▶ **Input records**:

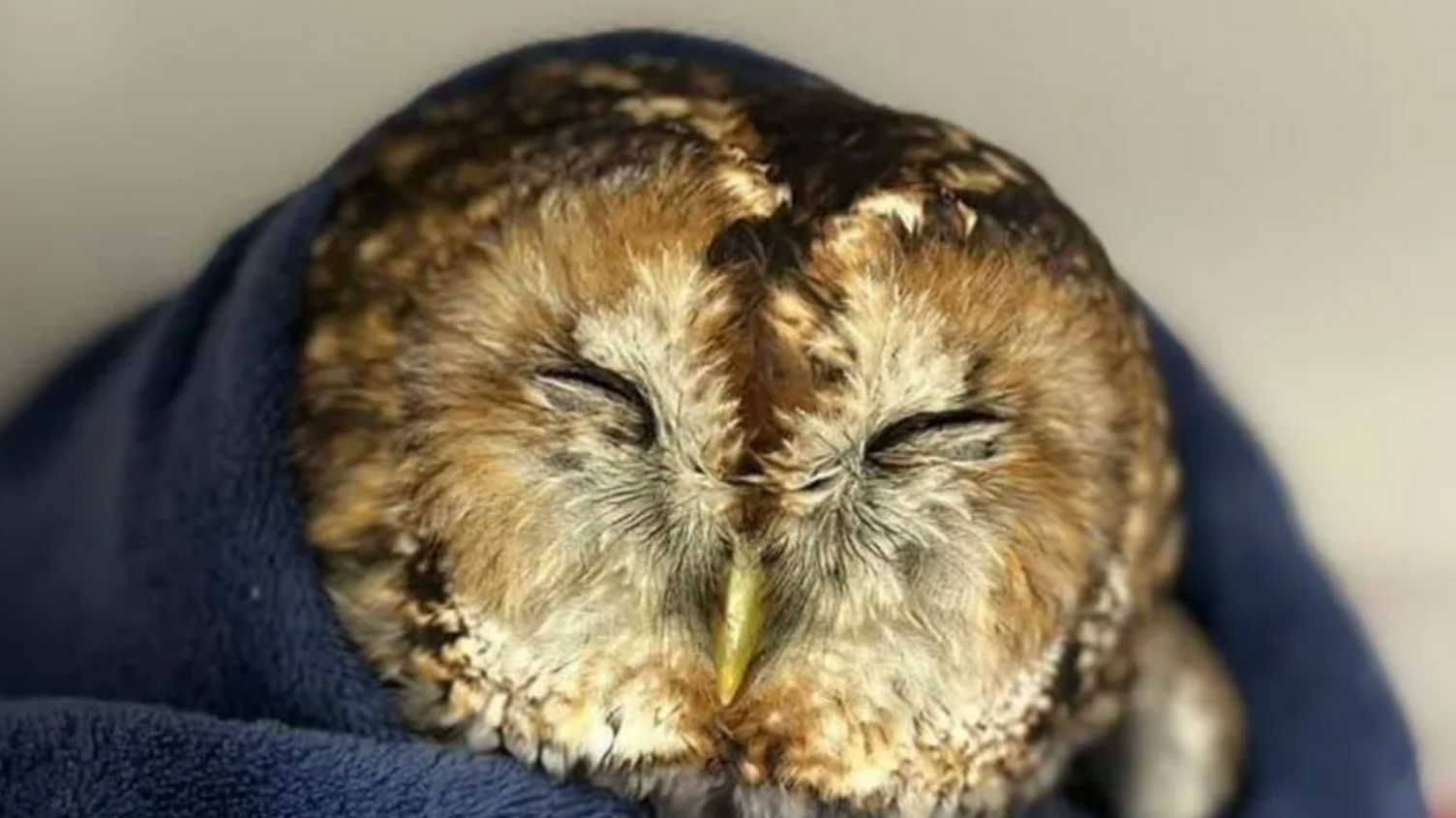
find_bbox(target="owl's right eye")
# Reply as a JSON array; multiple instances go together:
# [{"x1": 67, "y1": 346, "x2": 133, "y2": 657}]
[{"x1": 535, "y1": 361, "x2": 656, "y2": 447}]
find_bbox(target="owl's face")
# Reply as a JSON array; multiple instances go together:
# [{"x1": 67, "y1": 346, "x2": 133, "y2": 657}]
[
  {"x1": 298, "y1": 61, "x2": 1176, "y2": 815},
  {"x1": 351, "y1": 147, "x2": 1136, "y2": 803}
]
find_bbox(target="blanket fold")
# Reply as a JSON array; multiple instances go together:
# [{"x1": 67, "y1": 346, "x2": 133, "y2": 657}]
[{"x1": 0, "y1": 31, "x2": 1425, "y2": 818}]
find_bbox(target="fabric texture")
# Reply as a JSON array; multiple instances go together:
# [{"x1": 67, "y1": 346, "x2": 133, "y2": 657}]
[{"x1": 0, "y1": 31, "x2": 1425, "y2": 818}]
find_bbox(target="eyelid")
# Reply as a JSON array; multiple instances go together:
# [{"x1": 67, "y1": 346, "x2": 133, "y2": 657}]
[
  {"x1": 535, "y1": 362, "x2": 652, "y2": 413},
  {"x1": 864, "y1": 409, "x2": 1005, "y2": 454}
]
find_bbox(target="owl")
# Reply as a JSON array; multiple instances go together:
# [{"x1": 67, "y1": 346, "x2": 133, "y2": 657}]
[{"x1": 291, "y1": 49, "x2": 1245, "y2": 818}]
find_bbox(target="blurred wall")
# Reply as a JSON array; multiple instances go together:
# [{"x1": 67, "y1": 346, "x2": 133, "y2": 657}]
[{"x1": 0, "y1": 0, "x2": 1456, "y2": 790}]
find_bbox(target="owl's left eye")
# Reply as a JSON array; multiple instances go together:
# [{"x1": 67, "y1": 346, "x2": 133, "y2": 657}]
[
  {"x1": 537, "y1": 362, "x2": 656, "y2": 445},
  {"x1": 864, "y1": 409, "x2": 1005, "y2": 460}
]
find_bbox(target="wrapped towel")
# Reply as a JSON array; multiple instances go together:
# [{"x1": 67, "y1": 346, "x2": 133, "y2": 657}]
[{"x1": 0, "y1": 31, "x2": 1425, "y2": 818}]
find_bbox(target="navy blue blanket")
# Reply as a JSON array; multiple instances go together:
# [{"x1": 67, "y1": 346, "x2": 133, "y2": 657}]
[{"x1": 0, "y1": 32, "x2": 1425, "y2": 818}]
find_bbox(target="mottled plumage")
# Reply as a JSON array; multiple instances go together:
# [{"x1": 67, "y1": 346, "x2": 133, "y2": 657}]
[{"x1": 295, "y1": 57, "x2": 1242, "y2": 818}]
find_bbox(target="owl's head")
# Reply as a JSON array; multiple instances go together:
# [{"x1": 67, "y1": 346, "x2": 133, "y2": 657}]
[{"x1": 304, "y1": 67, "x2": 1164, "y2": 804}]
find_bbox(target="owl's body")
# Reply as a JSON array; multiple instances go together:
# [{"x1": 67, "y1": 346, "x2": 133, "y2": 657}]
[{"x1": 295, "y1": 52, "x2": 1240, "y2": 818}]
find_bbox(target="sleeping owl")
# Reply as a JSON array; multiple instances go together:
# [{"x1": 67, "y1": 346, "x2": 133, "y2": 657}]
[{"x1": 292, "y1": 55, "x2": 1243, "y2": 818}]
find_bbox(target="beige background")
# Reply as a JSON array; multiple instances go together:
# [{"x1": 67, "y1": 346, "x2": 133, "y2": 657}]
[{"x1": 0, "y1": 0, "x2": 1456, "y2": 793}]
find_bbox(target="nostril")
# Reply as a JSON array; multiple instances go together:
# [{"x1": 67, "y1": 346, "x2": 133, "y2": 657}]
[{"x1": 800, "y1": 474, "x2": 834, "y2": 492}]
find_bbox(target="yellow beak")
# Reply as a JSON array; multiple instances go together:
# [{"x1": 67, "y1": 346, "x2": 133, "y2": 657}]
[{"x1": 712, "y1": 549, "x2": 763, "y2": 706}]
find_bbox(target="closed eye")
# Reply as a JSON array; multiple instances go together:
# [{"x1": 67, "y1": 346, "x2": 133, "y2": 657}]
[
  {"x1": 864, "y1": 409, "x2": 1003, "y2": 457},
  {"x1": 535, "y1": 361, "x2": 656, "y2": 445}
]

▶ **What is needed**:
Extract each line of the listing above that contains the word "blanket".

▶ **Task output**:
find_bbox(target="blanket fold")
find_bbox(target="navy blue blanket")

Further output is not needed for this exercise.